### [TEXTO PARA ANÁLISE]
╭──

As investigações do Ministério Público do Rio de Janeiro (MP-RJ) reuniram novos indícios do envolvimento do senador Flávio Bolsonaro (sem partido-RJ) com um suposto esquema de lavagem de dinheiro associado à prática de “rachadinha”, pela qual o parlamentar, quando era deputado na Assembleia Legislativa do Rio de Janeiro (Alerj), ficaria com parte dos salários dos funcionários do gabinete. O MP-RJ descobriu que Flávio e a mulher, Fernanda, pagaram R$ 638,4 mil em dinheiro vivo pela compra de dois imóveis no bairro carioca de Copacabana.
Em meio ao avanço das investigações, a defesa do primogênito do presidente Jair Bolsonaro entrou com um habeas corpus no Supremo Tribunal Federal (STF). O recurso foi protocolado na noite de quarta-feira, horas depois de o MP-RJ cumprir 24 mandados de busca e apreensão em endereços ligados ao senador, a seu ex-assessor parlamentar Fabrício Queiroz e a familiares de Ana Cristina Siqueira Valle, ex-mulher do presidente Jair Bolsonaro.
O ministro Gilmar Mendes, sorteado para analisar o pedido no STF, solicitou nesta quinta-feira (19/12) ao MP-RJ, “com urgência”, mais informações sobre as investigações. Também requereu dados do inquérito ao Superior Tribunal de Justiça (STJ) e ao Tribunal de Justiça do Rio de Janeiro (TJRJ), onde recursos semelhantes do senador foram rejeitados. A defesa alega que o Conselho de Controle de Atividades Financeiras (Coaf) quebrou, irregularmente, o sigilo bancário do parlamentar.

╰──

### [MATERIAL APRESENTADO]
╭──

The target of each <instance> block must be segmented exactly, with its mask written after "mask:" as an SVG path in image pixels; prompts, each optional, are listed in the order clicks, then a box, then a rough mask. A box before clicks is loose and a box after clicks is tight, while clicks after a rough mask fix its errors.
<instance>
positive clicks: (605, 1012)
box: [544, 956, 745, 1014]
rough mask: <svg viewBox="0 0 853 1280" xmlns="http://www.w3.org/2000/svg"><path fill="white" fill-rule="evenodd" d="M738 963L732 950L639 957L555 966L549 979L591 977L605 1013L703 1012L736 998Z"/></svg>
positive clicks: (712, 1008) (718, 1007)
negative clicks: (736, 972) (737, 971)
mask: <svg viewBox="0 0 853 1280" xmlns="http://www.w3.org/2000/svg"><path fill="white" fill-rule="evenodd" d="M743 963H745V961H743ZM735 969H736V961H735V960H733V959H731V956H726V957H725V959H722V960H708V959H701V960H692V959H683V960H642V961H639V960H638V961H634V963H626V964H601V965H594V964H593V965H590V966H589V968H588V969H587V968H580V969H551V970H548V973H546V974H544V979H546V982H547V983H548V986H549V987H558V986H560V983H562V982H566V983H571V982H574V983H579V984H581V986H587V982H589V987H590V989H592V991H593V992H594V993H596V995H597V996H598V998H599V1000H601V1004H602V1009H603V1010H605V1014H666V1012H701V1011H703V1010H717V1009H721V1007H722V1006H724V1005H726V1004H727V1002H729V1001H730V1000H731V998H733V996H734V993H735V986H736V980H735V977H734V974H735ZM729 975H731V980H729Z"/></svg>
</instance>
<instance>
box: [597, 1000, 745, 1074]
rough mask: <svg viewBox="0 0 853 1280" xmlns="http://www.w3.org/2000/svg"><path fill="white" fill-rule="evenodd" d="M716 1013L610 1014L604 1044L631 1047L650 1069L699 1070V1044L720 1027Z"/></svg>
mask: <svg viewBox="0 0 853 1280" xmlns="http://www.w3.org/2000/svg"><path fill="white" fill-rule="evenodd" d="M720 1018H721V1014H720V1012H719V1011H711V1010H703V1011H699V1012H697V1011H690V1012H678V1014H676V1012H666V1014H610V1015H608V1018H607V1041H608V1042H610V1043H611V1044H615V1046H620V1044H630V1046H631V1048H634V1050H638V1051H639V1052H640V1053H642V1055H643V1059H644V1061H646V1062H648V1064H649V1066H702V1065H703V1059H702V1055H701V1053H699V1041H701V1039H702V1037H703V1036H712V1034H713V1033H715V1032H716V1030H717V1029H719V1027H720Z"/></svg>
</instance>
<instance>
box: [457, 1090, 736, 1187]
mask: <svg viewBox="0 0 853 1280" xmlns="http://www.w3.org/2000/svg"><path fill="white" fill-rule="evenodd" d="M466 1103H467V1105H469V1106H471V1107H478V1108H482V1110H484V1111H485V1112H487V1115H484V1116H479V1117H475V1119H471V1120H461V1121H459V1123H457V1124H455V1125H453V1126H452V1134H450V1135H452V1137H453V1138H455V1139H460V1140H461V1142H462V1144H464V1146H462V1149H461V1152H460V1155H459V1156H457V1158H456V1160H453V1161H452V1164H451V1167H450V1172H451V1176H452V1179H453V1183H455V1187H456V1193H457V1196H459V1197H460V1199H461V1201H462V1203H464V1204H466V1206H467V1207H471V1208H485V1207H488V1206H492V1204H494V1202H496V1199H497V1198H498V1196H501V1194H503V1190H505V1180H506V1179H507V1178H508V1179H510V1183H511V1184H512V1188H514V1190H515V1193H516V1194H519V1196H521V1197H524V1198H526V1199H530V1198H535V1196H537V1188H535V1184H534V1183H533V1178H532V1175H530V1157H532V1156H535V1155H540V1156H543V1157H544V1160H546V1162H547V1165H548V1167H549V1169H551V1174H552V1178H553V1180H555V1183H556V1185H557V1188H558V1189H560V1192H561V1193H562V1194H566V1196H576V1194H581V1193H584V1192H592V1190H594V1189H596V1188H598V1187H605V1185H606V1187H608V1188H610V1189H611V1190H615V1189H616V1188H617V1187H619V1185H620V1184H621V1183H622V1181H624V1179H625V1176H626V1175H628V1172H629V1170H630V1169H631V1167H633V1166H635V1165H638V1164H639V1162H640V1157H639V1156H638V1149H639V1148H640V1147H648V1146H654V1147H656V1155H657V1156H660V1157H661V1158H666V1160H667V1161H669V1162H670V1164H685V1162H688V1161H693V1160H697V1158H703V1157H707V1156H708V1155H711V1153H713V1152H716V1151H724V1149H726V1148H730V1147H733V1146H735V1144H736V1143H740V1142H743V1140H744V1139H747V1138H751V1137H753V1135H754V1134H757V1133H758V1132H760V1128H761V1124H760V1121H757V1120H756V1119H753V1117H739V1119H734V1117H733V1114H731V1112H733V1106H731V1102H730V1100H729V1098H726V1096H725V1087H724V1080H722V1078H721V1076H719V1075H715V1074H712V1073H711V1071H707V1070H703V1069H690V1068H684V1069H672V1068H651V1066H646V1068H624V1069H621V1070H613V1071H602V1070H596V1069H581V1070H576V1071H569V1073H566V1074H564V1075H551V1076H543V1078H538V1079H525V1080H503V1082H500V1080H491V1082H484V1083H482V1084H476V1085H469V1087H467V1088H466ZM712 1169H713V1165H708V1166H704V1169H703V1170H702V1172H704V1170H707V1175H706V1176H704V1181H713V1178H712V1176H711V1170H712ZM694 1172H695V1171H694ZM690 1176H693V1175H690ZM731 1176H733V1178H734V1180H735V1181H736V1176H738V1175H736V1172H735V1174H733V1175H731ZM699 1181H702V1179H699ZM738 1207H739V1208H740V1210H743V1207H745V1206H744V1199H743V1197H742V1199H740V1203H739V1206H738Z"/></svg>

╰──

### [AÇÃO NECESSÁRIA]
Copie integralmente, sem nenhuma alteração, o texto sobre as investigações do MP-RJ envolvendo Flávio Bolsonaro.

### [SOLUÇÃO DA TAREFA]
As investigações do Ministério Público do Rio de Janeiro (MP-RJ) reuniram novos indícios do envolvimento do senador Flávio Bolsonaro (sem partido-RJ) com um suposto esquema de lavagem de dinheiro associado à prática de “rachadinha”, pela qual o parlamentar, quando era deputado na Assembleia Legislativa do Rio de Janeiro (Alerj), ficaria com parte dos salários dos funcionários do gabinete. O MP-RJ descobriu que Flávio e a mulher, Fernanda, pagaram R$ 638,4 mil em dinheiro vivo pela compra de dois imóveis no bairro carioca de Copacabana.
Em meio ao avanço das investigações, a defesa do primogênito do presidente Jair Bolsonaro entrou com um habeas corpus no Supremo Tribunal Federal (STF). O recurso foi protocolado na noite de quarta-feira, horas depois de o MP-RJ cumprir 24 mandados de busca e apreensão em endereços ligados ao senador, a seu ex-assessor parlamentar Fabrício Queiroz e a familiares de Ana Cristina Siqueira Valle, ex-mulher do presidente Jair Bolsonaro.
O ministro Gilmar Mendes, sorteado para analisar o pedido no STF, solicitou nesta quinta-feira (19/12) ao MP-RJ, “com urgência”, mais informações sobre as investigações. Também requereu dados do inquérito ao Superior Tribunal de Justiça (STJ) e ao Tribunal de Justiça do Rio de Janeiro (TJRJ), onde recursos semelhantes do senador foram rejeitados. A defesa alega que o Conselho de Controle de Atividades Financeiras (Coaf) quebrou, irregularmente, o sigilo bancário do parlamentar.